(Source material begins)
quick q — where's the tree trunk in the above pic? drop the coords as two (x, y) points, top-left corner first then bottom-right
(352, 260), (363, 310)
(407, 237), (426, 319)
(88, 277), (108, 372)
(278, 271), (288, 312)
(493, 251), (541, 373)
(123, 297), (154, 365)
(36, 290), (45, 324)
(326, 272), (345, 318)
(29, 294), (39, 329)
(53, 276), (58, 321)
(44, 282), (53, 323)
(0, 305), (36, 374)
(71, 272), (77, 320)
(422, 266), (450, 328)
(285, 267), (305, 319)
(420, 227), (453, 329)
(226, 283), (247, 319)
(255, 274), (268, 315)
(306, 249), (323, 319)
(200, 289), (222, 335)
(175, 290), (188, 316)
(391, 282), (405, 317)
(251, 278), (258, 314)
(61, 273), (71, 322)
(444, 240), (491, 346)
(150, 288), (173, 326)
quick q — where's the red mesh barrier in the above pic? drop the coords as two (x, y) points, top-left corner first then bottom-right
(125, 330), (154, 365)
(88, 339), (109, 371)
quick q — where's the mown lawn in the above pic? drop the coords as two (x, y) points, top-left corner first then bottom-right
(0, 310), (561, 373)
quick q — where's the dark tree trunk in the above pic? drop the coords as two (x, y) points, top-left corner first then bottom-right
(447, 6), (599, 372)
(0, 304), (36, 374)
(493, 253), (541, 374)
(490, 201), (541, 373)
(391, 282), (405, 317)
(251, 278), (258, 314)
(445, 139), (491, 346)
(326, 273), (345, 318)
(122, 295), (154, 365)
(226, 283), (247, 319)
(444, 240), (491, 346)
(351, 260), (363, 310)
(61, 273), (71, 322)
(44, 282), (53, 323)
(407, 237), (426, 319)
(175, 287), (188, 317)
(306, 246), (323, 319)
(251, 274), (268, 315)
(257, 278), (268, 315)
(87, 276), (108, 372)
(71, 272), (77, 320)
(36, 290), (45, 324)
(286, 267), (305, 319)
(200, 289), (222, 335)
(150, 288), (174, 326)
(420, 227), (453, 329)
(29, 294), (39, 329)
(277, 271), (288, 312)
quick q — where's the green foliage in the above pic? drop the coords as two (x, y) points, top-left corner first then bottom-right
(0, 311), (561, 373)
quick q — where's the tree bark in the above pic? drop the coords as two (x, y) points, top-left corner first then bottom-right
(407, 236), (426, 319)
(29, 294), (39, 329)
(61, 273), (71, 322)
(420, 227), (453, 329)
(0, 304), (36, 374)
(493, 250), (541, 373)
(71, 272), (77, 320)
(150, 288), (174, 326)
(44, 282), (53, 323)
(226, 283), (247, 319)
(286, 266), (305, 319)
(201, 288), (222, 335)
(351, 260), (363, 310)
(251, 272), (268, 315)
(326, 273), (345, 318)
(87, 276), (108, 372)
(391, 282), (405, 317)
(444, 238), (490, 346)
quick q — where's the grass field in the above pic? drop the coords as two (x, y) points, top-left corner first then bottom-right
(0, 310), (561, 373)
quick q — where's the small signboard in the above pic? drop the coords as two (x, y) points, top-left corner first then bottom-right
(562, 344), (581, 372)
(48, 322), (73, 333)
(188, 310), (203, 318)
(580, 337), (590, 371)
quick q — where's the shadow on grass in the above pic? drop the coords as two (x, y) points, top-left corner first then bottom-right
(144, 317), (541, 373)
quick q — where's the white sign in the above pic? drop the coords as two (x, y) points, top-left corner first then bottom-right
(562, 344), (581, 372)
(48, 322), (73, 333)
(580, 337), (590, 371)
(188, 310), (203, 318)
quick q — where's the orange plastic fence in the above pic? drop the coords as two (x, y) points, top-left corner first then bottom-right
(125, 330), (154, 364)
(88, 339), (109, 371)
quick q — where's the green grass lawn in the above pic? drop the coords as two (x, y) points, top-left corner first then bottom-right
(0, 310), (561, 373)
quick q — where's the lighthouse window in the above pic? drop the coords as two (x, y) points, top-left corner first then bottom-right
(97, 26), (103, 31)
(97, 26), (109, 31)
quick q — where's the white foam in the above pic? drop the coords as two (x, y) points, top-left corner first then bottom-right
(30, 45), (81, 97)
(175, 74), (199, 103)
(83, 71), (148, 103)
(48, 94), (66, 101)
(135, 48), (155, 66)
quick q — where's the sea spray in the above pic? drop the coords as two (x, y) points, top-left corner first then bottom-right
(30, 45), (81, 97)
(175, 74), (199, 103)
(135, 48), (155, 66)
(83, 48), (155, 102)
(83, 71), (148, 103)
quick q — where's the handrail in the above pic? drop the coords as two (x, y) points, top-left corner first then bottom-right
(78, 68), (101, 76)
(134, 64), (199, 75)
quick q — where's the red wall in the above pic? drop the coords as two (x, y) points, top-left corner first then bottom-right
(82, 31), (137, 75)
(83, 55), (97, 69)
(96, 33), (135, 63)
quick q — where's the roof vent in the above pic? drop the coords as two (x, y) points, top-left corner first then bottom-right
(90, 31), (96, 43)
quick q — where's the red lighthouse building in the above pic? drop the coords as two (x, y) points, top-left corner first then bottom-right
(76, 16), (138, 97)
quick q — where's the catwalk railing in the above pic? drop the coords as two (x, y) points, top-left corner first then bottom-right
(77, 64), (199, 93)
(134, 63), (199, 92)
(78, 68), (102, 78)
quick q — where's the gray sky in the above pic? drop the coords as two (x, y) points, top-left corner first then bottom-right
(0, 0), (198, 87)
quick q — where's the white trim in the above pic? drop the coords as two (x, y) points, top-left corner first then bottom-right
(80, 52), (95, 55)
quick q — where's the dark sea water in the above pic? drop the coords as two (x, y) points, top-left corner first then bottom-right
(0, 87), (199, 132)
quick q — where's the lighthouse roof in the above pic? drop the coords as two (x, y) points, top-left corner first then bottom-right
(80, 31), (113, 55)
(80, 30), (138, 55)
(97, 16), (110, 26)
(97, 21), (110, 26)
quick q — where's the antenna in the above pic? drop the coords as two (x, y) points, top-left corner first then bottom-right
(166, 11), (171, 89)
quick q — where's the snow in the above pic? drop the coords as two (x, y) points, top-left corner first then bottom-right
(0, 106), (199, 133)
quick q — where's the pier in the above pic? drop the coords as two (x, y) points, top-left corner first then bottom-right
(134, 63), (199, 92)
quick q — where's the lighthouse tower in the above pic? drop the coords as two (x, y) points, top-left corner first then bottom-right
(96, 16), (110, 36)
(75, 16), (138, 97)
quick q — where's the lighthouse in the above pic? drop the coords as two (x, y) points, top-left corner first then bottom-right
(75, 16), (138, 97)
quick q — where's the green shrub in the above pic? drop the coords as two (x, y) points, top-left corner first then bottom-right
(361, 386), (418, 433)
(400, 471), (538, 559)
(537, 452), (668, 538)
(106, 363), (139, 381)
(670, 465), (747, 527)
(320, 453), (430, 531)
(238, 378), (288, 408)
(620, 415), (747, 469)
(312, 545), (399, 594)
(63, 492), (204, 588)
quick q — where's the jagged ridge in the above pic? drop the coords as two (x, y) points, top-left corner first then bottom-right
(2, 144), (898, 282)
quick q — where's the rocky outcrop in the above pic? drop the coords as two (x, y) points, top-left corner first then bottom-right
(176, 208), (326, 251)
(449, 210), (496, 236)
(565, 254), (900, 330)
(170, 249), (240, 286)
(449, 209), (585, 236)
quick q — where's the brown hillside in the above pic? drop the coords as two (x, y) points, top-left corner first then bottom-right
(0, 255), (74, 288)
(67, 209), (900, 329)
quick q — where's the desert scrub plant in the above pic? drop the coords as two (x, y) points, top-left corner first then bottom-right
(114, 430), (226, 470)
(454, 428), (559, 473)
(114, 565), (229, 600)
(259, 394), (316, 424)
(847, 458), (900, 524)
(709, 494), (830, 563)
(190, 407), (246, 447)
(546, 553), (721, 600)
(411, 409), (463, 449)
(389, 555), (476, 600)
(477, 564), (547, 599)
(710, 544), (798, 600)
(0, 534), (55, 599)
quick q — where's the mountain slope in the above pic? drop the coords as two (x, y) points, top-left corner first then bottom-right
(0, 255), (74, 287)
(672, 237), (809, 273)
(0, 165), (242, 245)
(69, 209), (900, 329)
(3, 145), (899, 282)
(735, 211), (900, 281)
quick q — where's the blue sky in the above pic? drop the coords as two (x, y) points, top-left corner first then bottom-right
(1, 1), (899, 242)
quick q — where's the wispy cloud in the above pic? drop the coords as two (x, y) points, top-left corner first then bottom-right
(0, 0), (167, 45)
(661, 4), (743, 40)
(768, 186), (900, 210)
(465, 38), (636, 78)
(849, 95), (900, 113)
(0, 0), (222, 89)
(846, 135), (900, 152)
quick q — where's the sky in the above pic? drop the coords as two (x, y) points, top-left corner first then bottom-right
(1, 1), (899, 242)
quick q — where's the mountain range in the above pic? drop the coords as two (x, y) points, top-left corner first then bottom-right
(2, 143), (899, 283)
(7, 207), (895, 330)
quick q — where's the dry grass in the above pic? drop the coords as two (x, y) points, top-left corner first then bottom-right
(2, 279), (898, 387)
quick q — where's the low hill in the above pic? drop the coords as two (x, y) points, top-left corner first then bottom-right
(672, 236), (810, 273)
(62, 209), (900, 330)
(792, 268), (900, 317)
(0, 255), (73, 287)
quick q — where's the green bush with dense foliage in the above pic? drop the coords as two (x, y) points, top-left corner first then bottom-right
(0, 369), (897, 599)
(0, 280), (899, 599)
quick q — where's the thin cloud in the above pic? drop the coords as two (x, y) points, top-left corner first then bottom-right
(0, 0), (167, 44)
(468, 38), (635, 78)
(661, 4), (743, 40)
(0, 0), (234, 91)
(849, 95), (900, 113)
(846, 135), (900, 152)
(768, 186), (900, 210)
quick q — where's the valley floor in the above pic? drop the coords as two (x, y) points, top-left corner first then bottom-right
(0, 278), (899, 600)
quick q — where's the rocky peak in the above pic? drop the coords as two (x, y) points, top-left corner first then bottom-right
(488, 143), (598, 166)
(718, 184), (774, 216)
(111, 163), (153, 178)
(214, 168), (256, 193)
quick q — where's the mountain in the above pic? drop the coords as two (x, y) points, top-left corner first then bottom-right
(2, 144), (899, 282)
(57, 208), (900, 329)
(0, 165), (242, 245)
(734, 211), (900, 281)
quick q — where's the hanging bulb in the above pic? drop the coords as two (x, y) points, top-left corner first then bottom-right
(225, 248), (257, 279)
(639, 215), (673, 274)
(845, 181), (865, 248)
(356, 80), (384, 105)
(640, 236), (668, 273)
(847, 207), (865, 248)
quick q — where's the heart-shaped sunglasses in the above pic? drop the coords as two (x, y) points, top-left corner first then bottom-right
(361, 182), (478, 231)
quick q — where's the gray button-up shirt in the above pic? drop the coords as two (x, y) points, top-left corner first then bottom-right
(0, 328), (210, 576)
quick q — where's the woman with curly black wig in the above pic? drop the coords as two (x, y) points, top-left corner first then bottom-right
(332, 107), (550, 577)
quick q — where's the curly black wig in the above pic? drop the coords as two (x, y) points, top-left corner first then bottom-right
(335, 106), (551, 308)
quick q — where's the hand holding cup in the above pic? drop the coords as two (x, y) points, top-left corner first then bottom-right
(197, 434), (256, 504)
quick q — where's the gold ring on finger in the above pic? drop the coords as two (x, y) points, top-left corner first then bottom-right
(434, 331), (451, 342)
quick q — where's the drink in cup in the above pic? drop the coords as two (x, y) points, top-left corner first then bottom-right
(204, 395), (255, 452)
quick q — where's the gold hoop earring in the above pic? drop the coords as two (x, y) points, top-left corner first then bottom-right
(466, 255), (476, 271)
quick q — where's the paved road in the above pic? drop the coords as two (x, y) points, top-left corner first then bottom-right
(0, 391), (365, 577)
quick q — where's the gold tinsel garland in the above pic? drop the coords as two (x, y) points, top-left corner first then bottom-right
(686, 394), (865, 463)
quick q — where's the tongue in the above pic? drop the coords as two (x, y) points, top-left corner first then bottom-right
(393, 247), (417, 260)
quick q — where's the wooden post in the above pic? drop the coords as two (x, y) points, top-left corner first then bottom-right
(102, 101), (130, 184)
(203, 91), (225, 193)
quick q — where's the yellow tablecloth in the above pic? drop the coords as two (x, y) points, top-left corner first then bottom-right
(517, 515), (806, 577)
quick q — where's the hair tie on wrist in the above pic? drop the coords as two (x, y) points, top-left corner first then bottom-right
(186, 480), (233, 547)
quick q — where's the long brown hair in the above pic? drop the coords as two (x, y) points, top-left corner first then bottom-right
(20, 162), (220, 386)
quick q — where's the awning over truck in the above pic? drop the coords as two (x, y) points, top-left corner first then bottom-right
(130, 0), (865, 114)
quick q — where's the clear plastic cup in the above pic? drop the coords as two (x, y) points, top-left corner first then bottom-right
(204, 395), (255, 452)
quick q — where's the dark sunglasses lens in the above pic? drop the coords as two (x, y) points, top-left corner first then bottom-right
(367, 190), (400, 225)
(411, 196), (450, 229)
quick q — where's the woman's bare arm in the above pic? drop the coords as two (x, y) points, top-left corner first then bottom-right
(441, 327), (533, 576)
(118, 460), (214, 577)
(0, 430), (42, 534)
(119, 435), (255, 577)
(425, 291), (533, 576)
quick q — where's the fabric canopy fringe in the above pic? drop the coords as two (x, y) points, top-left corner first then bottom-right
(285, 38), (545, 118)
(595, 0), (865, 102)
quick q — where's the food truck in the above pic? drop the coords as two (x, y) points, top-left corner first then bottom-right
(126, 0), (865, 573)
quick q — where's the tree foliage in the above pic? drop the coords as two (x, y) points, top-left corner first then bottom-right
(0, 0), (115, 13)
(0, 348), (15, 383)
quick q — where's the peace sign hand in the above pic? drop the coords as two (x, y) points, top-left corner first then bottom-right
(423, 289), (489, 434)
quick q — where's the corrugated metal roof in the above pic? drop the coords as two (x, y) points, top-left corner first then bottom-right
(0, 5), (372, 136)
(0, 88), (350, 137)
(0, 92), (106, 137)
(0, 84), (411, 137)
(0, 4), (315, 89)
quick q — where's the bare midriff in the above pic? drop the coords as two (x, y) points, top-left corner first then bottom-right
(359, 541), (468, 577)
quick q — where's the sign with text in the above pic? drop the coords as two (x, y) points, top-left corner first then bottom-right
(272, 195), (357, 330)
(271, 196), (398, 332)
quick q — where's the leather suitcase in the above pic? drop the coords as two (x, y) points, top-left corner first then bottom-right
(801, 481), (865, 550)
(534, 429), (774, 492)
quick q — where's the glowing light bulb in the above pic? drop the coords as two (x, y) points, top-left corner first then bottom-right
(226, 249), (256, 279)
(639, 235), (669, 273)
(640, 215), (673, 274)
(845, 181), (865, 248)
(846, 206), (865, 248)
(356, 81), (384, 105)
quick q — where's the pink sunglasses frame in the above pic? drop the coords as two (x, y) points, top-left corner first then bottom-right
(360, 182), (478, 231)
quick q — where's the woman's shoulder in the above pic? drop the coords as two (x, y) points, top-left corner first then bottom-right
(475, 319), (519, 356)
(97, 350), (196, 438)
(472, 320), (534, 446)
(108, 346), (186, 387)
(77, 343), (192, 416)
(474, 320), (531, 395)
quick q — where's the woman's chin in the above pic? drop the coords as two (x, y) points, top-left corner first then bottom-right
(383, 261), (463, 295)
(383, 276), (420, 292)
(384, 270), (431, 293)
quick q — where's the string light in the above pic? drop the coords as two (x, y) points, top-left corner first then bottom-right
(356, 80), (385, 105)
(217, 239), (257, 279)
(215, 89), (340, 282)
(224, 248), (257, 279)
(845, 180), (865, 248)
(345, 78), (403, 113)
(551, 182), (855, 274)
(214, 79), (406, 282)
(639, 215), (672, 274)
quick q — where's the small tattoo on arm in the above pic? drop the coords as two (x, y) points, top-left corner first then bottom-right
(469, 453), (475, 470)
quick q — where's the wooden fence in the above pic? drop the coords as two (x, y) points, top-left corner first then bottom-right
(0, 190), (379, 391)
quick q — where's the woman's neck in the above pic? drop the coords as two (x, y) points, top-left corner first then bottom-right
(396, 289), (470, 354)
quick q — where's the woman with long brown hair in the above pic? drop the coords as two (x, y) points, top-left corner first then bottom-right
(Source material ends)
### Description of the task
Write out the lines from the one containing "quick q — where's the string" through the last line of the records above. Include both of those lines and nothing else.

### Expected answer
quick q — where's the string light in the above pic? drop the coords as two (x, y) points, top-left corner first then bottom-right
(356, 80), (385, 105)
(217, 239), (257, 279)
(215, 89), (340, 282)
(224, 248), (257, 279)
(845, 180), (865, 248)
(345, 78), (403, 113)
(551, 182), (855, 274)
(214, 79), (406, 282)
(639, 215), (672, 274)
quick q — where's the small tattoo on arm in the above pic? drop the coords as two (x, y) points, top-left corner first then bottom-right
(469, 453), (475, 470)
quick q — where's the wooden fence in the above pic? drop the coords as two (x, y) points, top-left corner first then bottom-right
(0, 190), (379, 391)
quick q — where's the woman's neck in the above pic? drop the coords as two (x, y) points, top-left corner first then bottom-right
(396, 289), (470, 354)
quick q — where's the woman with long brown hair in the above pic? drop the coords as two (x, y) points, top-left corner first then bottom-right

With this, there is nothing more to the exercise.